WHAT YOU HAVE TO DO:
Among the entries that follow, find every line with the word "tall" and copy it.

DATA FOR PROCESSING:

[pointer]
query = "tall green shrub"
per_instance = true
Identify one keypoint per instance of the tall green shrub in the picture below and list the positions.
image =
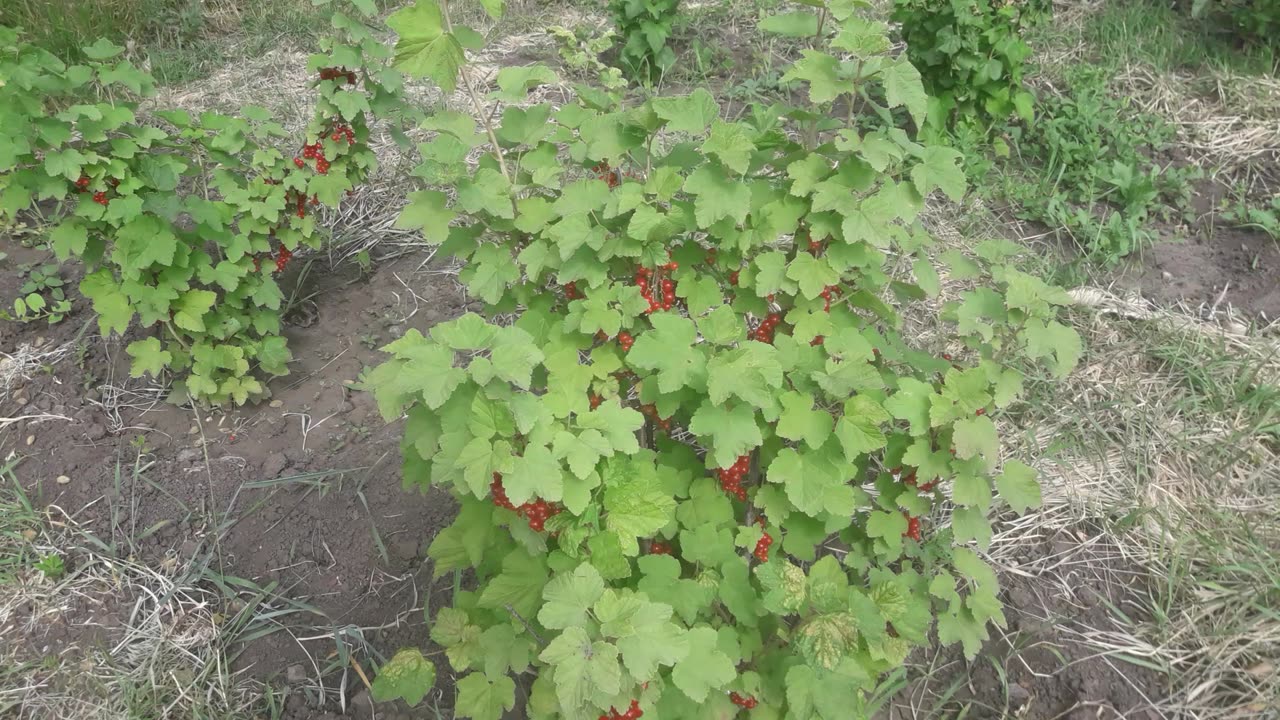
(702, 465)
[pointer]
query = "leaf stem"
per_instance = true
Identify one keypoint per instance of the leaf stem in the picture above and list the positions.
(525, 623)
(475, 101)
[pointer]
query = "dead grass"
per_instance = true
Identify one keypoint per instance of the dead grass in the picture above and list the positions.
(1226, 108)
(1160, 466)
(112, 637)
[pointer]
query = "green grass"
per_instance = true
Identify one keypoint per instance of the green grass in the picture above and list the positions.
(18, 524)
(181, 40)
(1164, 37)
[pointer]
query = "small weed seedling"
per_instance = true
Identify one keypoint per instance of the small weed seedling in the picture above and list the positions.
(41, 296)
(51, 566)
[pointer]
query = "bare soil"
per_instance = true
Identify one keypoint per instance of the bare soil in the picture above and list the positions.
(1208, 263)
(302, 492)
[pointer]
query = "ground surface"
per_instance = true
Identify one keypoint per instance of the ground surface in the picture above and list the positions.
(304, 492)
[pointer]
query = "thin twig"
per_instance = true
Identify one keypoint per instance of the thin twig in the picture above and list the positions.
(525, 623)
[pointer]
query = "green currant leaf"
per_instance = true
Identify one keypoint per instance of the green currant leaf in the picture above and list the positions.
(149, 358)
(717, 196)
(570, 596)
(423, 48)
(859, 428)
(689, 113)
(407, 675)
(1018, 486)
(481, 698)
(661, 579)
(583, 668)
(705, 668)
(904, 89)
(426, 212)
(731, 144)
(731, 429)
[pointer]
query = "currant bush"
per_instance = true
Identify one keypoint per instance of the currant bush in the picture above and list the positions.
(174, 214)
(727, 477)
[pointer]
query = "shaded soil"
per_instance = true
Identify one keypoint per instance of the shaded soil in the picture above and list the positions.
(300, 495)
(1210, 263)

SOLUTION:
query = "tall green shrub"
Identify one keypoint per instance of the tall green shrub in the picture below and list the positions.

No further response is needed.